_Records supplied_

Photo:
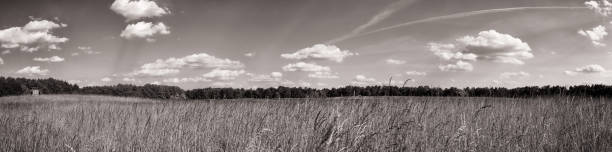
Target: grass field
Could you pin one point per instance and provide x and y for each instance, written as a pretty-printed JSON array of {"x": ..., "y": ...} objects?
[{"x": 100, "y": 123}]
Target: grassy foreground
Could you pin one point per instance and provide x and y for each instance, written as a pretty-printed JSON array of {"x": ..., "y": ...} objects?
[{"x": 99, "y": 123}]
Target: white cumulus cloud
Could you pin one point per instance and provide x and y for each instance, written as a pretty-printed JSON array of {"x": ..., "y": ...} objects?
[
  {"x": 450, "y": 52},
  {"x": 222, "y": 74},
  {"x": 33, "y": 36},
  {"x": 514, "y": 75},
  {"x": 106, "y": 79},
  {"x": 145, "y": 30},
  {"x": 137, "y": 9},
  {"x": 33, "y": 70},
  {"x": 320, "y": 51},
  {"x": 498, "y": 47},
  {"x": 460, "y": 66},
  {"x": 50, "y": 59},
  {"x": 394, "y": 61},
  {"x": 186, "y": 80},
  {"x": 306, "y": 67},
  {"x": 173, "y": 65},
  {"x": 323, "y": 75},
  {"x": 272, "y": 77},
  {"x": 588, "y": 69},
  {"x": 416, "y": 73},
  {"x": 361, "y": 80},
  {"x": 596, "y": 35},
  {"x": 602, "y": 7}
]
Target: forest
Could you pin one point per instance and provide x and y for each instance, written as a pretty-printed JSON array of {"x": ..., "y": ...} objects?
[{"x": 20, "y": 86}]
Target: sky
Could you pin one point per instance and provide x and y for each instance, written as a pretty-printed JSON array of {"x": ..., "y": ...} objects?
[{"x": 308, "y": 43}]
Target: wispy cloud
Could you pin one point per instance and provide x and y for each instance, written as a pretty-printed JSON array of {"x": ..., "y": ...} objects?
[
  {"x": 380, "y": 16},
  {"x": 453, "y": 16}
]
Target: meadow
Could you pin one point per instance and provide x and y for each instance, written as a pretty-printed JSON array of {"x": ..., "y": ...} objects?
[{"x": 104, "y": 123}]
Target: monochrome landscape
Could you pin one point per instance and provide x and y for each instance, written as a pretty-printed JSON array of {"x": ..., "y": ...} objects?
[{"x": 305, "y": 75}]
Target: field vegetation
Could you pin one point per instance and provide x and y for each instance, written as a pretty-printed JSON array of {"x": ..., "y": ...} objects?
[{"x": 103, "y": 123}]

--

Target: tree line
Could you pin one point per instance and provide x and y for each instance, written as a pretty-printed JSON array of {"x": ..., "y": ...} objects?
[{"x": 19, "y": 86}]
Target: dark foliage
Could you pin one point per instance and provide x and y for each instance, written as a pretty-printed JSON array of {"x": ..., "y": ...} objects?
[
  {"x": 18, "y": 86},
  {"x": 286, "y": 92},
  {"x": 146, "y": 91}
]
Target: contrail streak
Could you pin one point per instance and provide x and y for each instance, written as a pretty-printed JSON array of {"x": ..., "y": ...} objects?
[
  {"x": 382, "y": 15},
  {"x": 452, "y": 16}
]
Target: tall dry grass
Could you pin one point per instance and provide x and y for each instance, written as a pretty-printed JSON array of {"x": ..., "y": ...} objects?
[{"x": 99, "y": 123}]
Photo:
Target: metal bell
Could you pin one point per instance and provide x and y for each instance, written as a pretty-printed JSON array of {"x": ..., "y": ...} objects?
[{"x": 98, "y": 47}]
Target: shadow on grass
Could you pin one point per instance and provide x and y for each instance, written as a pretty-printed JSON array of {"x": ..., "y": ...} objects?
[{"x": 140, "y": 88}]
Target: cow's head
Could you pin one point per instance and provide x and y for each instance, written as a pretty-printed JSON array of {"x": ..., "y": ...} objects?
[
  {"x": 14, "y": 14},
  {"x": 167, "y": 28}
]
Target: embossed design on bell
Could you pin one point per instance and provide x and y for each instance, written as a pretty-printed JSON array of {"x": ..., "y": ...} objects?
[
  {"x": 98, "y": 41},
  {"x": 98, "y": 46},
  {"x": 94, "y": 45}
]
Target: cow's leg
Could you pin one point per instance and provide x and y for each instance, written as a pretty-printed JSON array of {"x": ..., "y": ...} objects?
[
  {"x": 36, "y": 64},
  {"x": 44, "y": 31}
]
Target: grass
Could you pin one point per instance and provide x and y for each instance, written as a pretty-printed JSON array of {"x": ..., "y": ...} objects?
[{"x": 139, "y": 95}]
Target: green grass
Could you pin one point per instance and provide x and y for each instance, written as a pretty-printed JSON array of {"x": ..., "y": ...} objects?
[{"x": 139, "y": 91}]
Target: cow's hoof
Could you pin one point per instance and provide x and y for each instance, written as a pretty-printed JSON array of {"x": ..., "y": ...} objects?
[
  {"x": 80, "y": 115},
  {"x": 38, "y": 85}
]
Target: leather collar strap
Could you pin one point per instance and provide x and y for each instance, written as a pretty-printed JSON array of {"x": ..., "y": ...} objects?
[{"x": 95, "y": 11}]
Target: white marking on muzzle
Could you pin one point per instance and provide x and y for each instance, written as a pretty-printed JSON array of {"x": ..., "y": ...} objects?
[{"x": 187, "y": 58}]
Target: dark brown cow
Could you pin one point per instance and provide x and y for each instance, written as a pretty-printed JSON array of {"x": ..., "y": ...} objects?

_The request_
Pull out every line of the rows that contains the word "field" and list those lines.

_Result of the task_
Target: grass field
Target: field vegetation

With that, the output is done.